Your goal
Your copy must hold all of the data below, unchanged and without images.

Data for the task Block Start

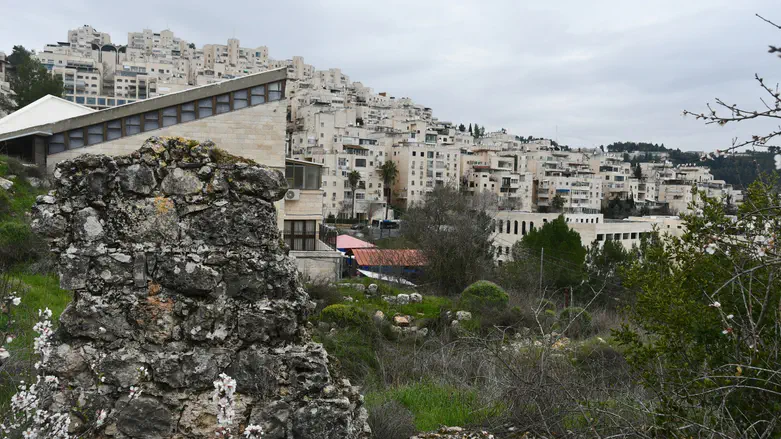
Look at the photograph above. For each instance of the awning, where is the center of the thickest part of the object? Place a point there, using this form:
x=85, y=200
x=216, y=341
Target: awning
x=385, y=277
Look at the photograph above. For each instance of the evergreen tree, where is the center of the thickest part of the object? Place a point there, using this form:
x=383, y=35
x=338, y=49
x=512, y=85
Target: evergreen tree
x=29, y=81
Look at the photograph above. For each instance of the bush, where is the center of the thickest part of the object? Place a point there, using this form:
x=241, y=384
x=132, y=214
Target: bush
x=391, y=420
x=324, y=294
x=484, y=296
x=575, y=322
x=5, y=203
x=345, y=316
x=18, y=244
x=18, y=168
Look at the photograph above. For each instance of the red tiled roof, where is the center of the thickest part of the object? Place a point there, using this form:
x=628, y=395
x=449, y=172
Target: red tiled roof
x=375, y=257
x=347, y=242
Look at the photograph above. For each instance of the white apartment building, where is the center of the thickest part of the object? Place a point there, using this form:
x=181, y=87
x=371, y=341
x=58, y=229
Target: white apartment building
x=485, y=172
x=422, y=166
x=512, y=226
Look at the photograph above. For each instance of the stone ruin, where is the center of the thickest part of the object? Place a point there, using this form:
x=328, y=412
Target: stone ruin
x=175, y=260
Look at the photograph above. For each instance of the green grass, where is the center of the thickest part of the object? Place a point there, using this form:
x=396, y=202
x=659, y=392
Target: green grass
x=434, y=405
x=430, y=308
x=37, y=292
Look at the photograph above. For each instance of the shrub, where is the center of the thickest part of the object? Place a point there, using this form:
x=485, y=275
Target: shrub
x=324, y=294
x=18, y=244
x=575, y=322
x=5, y=203
x=345, y=316
x=545, y=305
x=391, y=420
x=484, y=296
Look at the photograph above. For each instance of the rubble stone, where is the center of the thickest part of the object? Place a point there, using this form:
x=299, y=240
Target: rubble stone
x=174, y=258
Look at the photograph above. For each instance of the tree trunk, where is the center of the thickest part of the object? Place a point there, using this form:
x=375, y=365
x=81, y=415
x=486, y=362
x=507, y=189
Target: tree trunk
x=387, y=205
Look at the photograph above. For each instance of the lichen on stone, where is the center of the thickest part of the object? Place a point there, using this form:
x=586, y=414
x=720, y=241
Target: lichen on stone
x=176, y=263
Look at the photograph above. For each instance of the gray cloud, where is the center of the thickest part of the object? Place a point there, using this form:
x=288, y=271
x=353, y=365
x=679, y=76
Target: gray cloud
x=588, y=73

Data for the task Block End

Result of this exercise
Look at the photograph above. For each instance of the awning, where is the center of the thickest part of the object? Place a point there, using this form:
x=85, y=200
x=216, y=341
Target: awning
x=385, y=277
Look at the photograph above. For each instance of the evergreen tree, where is the center of the thickest part of the object? Place a point there, using this form:
x=383, y=35
x=338, y=49
x=512, y=85
Target: evergreen tree
x=29, y=81
Look at the photograph above. For each instance of the bush, where is the center of the thickest part of the object? Place a point there, using this form:
x=241, y=384
x=132, y=214
Target: bush
x=391, y=420
x=324, y=294
x=484, y=296
x=575, y=322
x=5, y=203
x=345, y=316
x=18, y=244
x=18, y=168
Look at the photograph above. For each instance of the red tiled roof, where is the center of the thickest part of the object? Place a point there, using this form:
x=628, y=395
x=449, y=172
Target: red tiled roof
x=375, y=257
x=347, y=242
Look at the photograph above. For each instance of the white apartment building, where is the center of the thickest part of the object? Place a point there, using this form:
x=181, y=87
x=371, y=341
x=58, y=229
Target: white apartment building
x=485, y=172
x=422, y=166
x=512, y=226
Look at the photograph above. For each instance of the stone ruin, where is the center of the thickest part of the object? Place a point there, using this form:
x=328, y=412
Target: stone ruin
x=175, y=260
Look at the photograph above. For each instance of the green grass, where is the center of the thickest part of the object? Place a point there, using this form:
x=396, y=202
x=659, y=392
Target: green grass
x=434, y=405
x=430, y=308
x=37, y=292
Look at the photograph above. For each instance of the shrub, where is the center of the thickest part of the object? Place a point there, using this form:
x=485, y=275
Target: shrub
x=324, y=294
x=18, y=244
x=575, y=322
x=5, y=203
x=345, y=316
x=545, y=305
x=391, y=420
x=484, y=296
Look at the photograph above. For each instance of the rubble stone, where is the center of the thickest part of the object? Place a point there, using this form:
x=299, y=240
Target: rubble stone
x=174, y=258
Look at the photograph above. For each instance of the tree trunk, where is the center of the thickest part of the object? Place a point there, using this form:
x=375, y=365
x=81, y=415
x=486, y=362
x=507, y=189
Target: tree trunk
x=387, y=205
Look at the photograph above. For each instance of the lichen on stone, where is the center of the thickest part of the object? Place a point there, using this form:
x=586, y=414
x=720, y=241
Target: lichen on stone
x=176, y=263
Look at the photograph above. For each instance of the gray cloud, where is the center of the thickest part of the object? Place a point there, using this form:
x=288, y=271
x=353, y=365
x=679, y=76
Target: gray cloud
x=588, y=73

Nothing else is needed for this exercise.